# Data listing
================

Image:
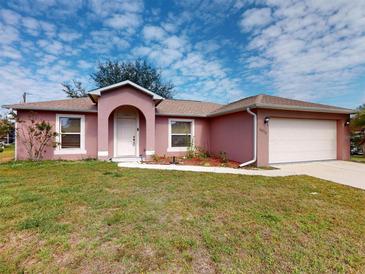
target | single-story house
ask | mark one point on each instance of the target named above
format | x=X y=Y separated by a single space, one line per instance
x=125 y=120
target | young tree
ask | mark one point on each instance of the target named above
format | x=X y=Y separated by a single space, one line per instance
x=74 y=89
x=139 y=72
x=36 y=136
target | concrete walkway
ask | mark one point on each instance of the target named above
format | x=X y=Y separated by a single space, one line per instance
x=342 y=172
x=228 y=170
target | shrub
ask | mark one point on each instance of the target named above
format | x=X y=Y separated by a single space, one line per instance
x=190 y=153
x=223 y=157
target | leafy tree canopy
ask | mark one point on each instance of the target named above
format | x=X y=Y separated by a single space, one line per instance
x=74 y=89
x=112 y=72
x=358 y=121
x=6 y=126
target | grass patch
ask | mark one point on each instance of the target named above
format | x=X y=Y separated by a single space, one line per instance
x=358 y=158
x=7 y=155
x=94 y=217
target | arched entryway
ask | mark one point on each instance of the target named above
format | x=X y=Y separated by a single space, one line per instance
x=129 y=131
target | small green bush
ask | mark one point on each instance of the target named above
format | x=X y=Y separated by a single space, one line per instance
x=223 y=157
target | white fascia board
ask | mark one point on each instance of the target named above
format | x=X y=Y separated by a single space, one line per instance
x=127 y=82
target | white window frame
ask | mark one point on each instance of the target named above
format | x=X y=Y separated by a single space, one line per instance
x=63 y=151
x=192 y=135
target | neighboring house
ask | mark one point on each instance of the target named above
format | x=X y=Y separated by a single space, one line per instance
x=126 y=120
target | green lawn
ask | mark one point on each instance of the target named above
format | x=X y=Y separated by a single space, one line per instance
x=358 y=158
x=7 y=155
x=93 y=217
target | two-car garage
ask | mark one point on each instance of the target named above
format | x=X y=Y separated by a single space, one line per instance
x=297 y=140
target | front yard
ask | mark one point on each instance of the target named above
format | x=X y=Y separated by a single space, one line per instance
x=93 y=217
x=358 y=158
x=7 y=155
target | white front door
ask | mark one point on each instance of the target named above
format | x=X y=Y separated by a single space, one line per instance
x=126 y=143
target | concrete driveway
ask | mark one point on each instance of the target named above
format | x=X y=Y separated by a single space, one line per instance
x=342 y=172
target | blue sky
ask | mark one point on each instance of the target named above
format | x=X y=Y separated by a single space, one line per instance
x=217 y=50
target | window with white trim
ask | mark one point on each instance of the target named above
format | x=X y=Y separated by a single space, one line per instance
x=181 y=134
x=71 y=133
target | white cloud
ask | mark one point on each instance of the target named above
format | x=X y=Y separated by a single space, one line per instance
x=124 y=21
x=9 y=17
x=195 y=75
x=69 y=36
x=311 y=50
x=84 y=64
x=254 y=18
x=9 y=52
x=31 y=25
x=153 y=33
x=8 y=34
x=122 y=15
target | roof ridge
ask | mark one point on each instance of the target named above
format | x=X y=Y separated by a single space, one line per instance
x=302 y=101
x=56 y=100
x=188 y=100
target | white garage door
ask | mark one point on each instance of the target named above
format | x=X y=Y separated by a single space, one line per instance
x=297 y=140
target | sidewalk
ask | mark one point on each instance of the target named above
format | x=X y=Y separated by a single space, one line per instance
x=227 y=170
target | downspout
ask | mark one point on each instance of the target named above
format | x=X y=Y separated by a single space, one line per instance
x=254 y=139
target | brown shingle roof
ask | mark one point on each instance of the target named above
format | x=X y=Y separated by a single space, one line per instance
x=185 y=108
x=191 y=108
x=275 y=102
x=76 y=104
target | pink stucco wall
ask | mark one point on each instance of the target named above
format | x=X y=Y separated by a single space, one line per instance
x=201 y=135
x=232 y=134
x=48 y=116
x=343 y=133
x=111 y=100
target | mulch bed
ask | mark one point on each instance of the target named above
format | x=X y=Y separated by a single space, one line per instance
x=208 y=161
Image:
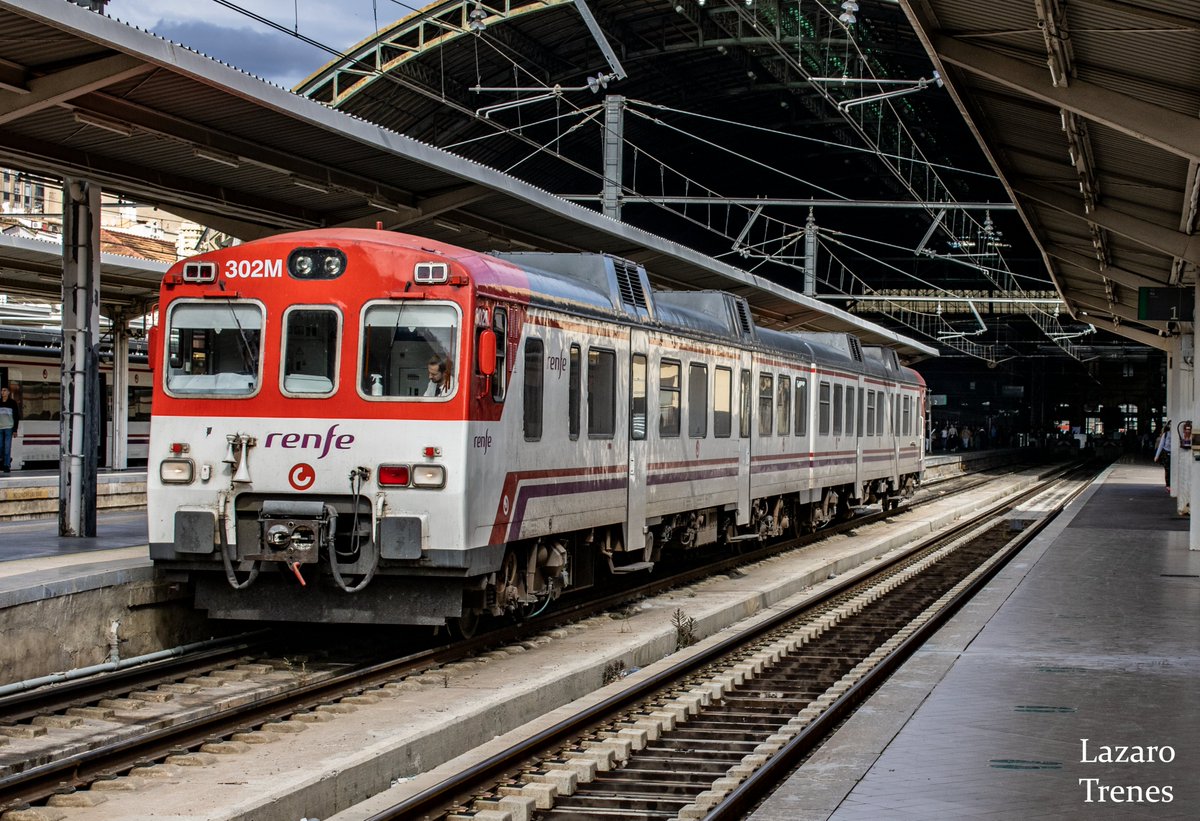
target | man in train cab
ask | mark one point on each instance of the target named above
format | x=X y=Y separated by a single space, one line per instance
x=10 y=420
x=439 y=377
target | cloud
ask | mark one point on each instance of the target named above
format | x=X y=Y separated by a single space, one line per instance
x=251 y=46
x=269 y=54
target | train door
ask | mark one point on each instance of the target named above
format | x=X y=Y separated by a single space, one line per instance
x=745 y=430
x=639 y=442
x=857 y=405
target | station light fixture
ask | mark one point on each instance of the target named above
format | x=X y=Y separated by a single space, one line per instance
x=214 y=155
x=103 y=123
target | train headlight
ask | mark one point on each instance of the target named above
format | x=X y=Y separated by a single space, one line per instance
x=304 y=265
x=316 y=263
x=177 y=471
x=429 y=475
x=393 y=475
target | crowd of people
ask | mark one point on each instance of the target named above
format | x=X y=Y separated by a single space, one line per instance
x=948 y=437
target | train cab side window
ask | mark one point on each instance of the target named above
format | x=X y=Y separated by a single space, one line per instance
x=533 y=388
x=310 y=351
x=697 y=401
x=501 y=327
x=823 y=415
x=601 y=393
x=637 y=399
x=408 y=352
x=837 y=409
x=723 y=402
x=573 y=394
x=802 y=406
x=744 y=405
x=215 y=348
x=784 y=406
x=850 y=411
x=669 y=399
x=766 y=402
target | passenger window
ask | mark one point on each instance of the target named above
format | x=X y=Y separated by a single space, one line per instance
x=784 y=406
x=669 y=399
x=823 y=417
x=310 y=351
x=637 y=403
x=533 y=388
x=744 y=405
x=766 y=403
x=862 y=400
x=837 y=409
x=601 y=393
x=697 y=401
x=802 y=407
x=573 y=395
x=723 y=402
x=501 y=327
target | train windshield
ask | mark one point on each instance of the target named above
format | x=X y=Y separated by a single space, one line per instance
x=408 y=351
x=214 y=348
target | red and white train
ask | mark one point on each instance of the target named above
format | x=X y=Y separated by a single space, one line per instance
x=367 y=426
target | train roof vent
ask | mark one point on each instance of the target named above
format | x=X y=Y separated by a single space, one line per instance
x=629 y=285
x=742 y=312
x=886 y=355
x=846 y=343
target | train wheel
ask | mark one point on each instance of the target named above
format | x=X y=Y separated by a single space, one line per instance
x=508 y=591
x=466 y=625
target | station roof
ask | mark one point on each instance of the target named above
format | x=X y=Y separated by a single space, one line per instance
x=87 y=96
x=1087 y=111
x=33 y=268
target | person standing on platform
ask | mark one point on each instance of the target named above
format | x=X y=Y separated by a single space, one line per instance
x=10 y=420
x=1163 y=454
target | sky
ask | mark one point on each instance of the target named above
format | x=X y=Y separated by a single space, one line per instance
x=220 y=31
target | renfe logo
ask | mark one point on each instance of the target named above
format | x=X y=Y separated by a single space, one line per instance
x=311 y=441
x=301 y=477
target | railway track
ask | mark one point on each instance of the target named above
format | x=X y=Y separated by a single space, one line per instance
x=181 y=717
x=711 y=736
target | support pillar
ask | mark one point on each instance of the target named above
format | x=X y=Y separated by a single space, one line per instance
x=613 y=154
x=79 y=425
x=810 y=255
x=1193 y=456
x=1175 y=406
x=119 y=419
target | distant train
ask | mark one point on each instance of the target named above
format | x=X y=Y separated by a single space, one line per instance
x=29 y=365
x=366 y=426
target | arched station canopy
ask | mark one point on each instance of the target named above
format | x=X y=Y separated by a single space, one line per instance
x=1087 y=111
x=87 y=96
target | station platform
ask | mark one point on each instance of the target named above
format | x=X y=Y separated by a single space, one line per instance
x=1083 y=651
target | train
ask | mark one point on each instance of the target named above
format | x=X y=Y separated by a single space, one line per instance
x=30 y=361
x=366 y=426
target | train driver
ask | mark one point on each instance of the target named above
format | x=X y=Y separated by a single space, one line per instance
x=439 y=377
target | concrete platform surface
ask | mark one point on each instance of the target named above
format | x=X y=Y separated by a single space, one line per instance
x=1083 y=651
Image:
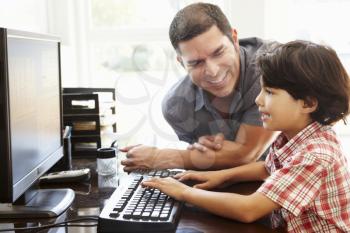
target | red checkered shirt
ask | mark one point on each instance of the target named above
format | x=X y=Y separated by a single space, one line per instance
x=310 y=180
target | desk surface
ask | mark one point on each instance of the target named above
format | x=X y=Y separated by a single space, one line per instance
x=90 y=199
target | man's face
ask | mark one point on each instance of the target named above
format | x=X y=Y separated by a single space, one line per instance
x=212 y=61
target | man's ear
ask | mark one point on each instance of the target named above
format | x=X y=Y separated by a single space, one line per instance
x=179 y=59
x=234 y=35
x=310 y=104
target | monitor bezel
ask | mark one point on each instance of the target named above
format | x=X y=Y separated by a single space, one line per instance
x=10 y=191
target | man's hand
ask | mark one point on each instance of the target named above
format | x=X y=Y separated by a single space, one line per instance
x=139 y=157
x=213 y=142
x=208 y=180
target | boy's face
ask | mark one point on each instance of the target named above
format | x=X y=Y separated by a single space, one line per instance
x=212 y=61
x=281 y=112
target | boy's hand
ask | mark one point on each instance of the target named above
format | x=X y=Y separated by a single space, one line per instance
x=206 y=180
x=168 y=185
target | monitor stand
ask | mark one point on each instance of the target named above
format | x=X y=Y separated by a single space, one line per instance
x=46 y=203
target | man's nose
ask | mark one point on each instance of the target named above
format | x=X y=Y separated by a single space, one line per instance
x=211 y=67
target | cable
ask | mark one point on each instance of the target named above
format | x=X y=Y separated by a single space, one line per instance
x=60 y=224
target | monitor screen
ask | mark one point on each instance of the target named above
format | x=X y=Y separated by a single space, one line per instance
x=30 y=100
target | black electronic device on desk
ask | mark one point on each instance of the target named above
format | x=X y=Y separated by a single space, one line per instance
x=133 y=208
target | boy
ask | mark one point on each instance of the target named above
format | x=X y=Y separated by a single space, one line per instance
x=305 y=90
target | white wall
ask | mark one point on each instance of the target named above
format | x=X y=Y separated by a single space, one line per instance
x=28 y=15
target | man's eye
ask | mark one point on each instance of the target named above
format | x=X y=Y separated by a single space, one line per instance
x=219 y=53
x=268 y=91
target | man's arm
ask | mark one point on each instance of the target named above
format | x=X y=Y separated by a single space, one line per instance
x=251 y=142
x=245 y=208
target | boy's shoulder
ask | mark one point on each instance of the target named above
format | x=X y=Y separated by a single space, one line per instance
x=322 y=147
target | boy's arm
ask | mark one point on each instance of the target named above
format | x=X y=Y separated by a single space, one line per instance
x=251 y=142
x=245 y=208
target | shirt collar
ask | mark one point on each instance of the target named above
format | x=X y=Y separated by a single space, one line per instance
x=283 y=148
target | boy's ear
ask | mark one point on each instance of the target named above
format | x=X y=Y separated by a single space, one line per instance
x=310 y=104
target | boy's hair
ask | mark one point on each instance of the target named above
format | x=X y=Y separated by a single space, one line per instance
x=196 y=19
x=309 y=71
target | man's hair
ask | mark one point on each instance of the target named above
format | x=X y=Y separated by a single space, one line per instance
x=196 y=19
x=309 y=71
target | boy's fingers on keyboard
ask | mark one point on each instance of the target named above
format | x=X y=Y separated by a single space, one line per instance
x=190 y=176
x=130 y=168
x=202 y=186
x=127 y=162
x=199 y=147
x=179 y=175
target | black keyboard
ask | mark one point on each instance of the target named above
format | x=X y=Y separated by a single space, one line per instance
x=133 y=208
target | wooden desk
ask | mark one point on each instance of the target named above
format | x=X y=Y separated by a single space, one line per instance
x=90 y=199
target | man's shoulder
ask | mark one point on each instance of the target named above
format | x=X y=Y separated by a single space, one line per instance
x=180 y=98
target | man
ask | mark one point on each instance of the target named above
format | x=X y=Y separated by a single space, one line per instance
x=217 y=96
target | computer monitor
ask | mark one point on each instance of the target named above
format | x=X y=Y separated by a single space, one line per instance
x=30 y=124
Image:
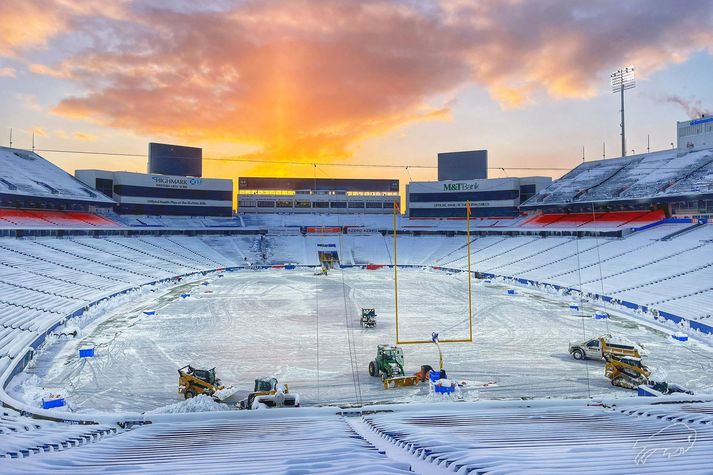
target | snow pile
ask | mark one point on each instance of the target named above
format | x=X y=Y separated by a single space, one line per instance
x=200 y=403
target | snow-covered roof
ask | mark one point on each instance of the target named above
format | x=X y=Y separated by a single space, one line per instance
x=26 y=174
x=650 y=175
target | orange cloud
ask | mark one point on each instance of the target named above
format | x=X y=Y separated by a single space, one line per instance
x=306 y=79
x=85 y=136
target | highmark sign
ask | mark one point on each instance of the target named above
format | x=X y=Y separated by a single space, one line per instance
x=175 y=182
x=460 y=186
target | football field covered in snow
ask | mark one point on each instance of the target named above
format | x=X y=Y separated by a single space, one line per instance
x=304 y=330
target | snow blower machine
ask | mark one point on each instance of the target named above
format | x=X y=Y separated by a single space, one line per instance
x=268 y=392
x=389 y=365
x=626 y=371
x=630 y=372
x=368 y=318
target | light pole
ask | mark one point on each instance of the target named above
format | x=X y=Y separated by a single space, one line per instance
x=622 y=80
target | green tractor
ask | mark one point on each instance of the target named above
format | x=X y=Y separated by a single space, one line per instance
x=389 y=362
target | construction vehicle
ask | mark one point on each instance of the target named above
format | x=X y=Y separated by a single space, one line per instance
x=600 y=347
x=389 y=364
x=626 y=371
x=192 y=382
x=368 y=318
x=268 y=392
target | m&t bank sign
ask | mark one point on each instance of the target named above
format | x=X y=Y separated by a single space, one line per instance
x=460 y=186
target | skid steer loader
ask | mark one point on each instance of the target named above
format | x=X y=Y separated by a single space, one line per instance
x=192 y=382
x=267 y=392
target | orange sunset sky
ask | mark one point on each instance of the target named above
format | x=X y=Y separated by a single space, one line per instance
x=349 y=82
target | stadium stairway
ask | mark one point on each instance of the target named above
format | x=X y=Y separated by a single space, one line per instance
x=681 y=232
x=294 y=443
x=595 y=439
x=22 y=437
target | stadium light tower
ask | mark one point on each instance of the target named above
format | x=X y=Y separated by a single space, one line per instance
x=622 y=80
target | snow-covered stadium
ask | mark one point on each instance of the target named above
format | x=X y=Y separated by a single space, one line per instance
x=99 y=311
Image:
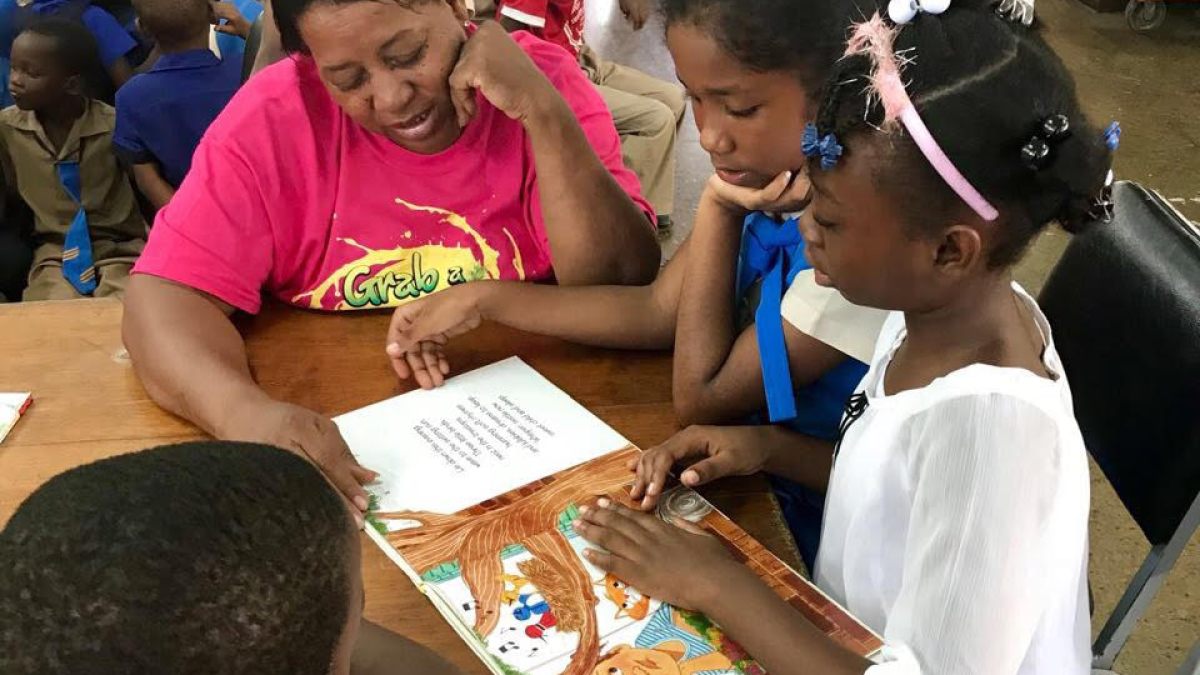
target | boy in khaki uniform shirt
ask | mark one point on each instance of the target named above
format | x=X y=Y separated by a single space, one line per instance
x=52 y=126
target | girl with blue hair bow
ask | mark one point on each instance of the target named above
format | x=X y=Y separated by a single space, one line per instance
x=754 y=335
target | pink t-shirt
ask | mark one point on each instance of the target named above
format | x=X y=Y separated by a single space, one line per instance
x=288 y=195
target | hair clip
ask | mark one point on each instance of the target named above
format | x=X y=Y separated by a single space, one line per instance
x=1017 y=11
x=825 y=147
x=1036 y=151
x=904 y=11
x=1113 y=136
x=1102 y=205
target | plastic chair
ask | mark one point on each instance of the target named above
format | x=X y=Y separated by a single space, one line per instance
x=252 y=42
x=1125 y=306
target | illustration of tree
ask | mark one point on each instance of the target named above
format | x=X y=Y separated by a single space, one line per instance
x=528 y=517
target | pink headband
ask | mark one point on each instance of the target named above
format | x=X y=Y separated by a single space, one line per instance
x=875 y=39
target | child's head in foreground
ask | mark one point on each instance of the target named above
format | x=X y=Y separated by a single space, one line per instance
x=885 y=226
x=174 y=24
x=755 y=71
x=49 y=63
x=193 y=559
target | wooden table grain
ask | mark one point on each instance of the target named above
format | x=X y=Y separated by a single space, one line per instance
x=89 y=405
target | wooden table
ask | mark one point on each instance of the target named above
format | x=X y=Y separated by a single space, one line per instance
x=89 y=405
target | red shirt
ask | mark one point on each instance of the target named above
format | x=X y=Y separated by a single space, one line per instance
x=556 y=21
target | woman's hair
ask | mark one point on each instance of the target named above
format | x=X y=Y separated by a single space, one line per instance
x=288 y=12
x=985 y=87
x=802 y=36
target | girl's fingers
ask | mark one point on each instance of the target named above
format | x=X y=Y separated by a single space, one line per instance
x=611 y=536
x=430 y=357
x=417 y=364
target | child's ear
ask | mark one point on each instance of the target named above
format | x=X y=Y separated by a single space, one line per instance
x=959 y=250
x=462 y=10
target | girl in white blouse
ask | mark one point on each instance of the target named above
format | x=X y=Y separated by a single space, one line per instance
x=958 y=501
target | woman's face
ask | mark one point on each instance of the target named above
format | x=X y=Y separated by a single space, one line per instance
x=750 y=123
x=388 y=65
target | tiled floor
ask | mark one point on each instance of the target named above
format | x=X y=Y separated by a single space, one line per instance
x=1152 y=84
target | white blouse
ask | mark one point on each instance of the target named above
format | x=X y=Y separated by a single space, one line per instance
x=955 y=523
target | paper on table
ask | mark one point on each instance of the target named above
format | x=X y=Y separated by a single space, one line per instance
x=483 y=434
x=12 y=406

================

# Required work
Reproduce every line from the start of the material through the line that contains "x=125 y=120", requests included, and shift each coordinate in the answers by -96. Leave the pictures out.

# Result
Image:
target | single-story house
ask | mark one point on each instance of the target named above
format | x=X y=Y separated by a single space, one line per instance
x=29 y=24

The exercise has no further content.